*** RECORDS FOR PROCESSING ***

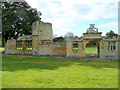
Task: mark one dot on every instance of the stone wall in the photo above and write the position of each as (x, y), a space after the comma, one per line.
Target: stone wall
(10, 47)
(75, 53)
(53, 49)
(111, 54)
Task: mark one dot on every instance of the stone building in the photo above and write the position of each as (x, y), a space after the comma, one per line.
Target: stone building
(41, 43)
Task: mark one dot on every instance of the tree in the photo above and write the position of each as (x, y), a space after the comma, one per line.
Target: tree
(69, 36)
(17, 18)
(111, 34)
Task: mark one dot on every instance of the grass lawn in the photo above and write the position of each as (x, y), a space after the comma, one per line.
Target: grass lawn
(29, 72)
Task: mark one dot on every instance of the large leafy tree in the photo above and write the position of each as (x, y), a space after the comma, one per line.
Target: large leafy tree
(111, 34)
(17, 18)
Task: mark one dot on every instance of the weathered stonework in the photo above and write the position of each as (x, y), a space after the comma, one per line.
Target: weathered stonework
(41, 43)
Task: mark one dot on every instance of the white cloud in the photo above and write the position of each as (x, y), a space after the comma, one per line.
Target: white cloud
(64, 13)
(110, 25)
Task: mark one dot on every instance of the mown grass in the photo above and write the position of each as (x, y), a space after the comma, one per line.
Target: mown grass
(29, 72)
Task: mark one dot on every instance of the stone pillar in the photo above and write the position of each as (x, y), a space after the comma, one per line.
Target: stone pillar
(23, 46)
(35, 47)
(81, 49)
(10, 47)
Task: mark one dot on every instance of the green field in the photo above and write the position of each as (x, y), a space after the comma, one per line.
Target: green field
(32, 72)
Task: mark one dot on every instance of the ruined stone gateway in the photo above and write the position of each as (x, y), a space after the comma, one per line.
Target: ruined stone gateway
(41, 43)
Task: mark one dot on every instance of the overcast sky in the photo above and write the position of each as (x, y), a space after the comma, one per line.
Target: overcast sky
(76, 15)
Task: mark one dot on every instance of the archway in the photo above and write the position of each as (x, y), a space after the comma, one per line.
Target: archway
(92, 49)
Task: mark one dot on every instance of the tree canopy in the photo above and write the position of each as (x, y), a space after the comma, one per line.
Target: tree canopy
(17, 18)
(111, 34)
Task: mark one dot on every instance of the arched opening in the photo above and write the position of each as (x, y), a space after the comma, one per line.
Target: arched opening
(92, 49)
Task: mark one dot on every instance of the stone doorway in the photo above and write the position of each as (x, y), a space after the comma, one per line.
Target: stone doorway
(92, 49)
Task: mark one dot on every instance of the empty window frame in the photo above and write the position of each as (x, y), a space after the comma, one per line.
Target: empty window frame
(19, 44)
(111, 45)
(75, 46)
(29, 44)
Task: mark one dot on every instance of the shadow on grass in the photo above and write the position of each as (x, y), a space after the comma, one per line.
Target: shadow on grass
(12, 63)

***
*** RECORDS FOR PROCESSING ***

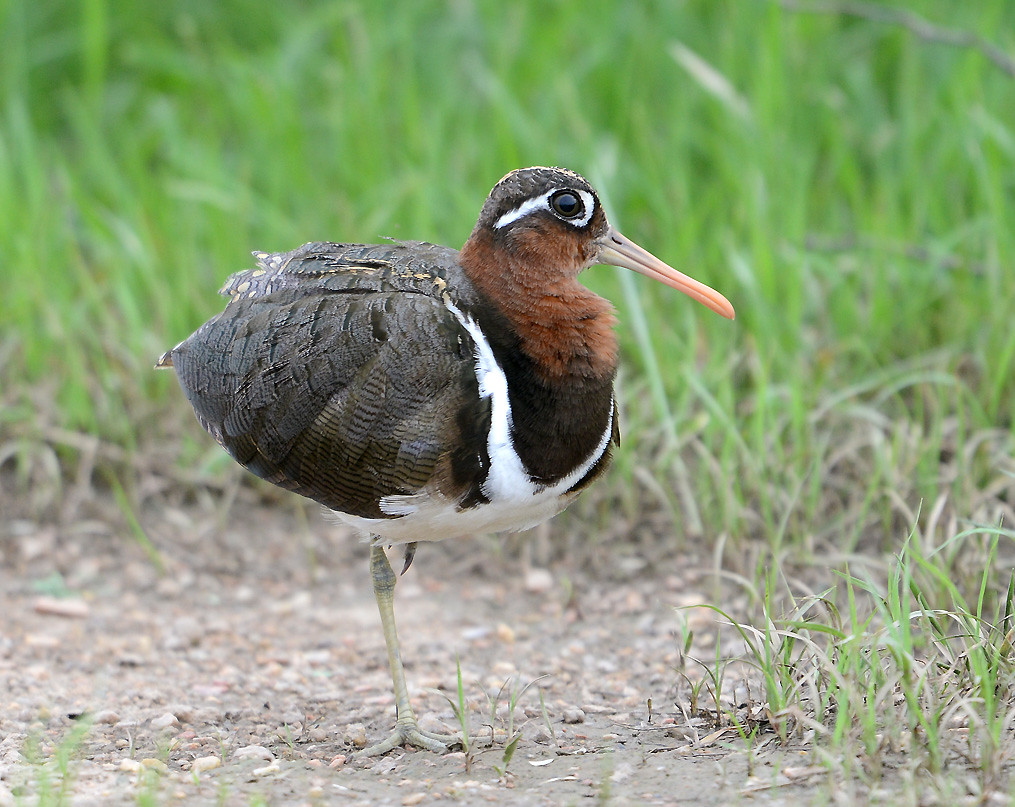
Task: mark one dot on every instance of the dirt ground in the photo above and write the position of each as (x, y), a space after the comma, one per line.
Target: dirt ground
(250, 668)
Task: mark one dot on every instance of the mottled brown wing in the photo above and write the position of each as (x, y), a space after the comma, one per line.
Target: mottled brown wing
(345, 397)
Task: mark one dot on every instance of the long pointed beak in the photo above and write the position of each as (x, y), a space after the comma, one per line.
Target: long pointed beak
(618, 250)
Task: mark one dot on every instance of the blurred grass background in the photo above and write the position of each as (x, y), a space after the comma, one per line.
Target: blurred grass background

***

WHAT THE TASK ASKS:
Set down only the lines above that fall between the line holding "Task: mark one dot on every instance of the stone wall" and the line holding "Task: mark one dot on every instance of the grass", inclusive, keeping each exact.

RESPONSE:
Task: mark one dot on every instance of the stone wall in the photo above and write the position of each as (x, y), a space after the comma, one per line.
Target: stone wall
(10, 47)
(75, 53)
(53, 49)
(111, 54)
Task: mark one dot on every instance of the stone building in the photo above and write the position of each as (x, y), a space after the comma, one per line.
Target: stone building
(41, 43)
Task: mark one dot on every instance of the tree in the photo above and write the position of each as (x, y), a space after the comma, one per line.
Target: tree
(69, 36)
(17, 18)
(111, 34)
Task: mark one dot on every instance of the grass lawn in the photo above and write the position of each as (x, y), a space after the comma, one per line.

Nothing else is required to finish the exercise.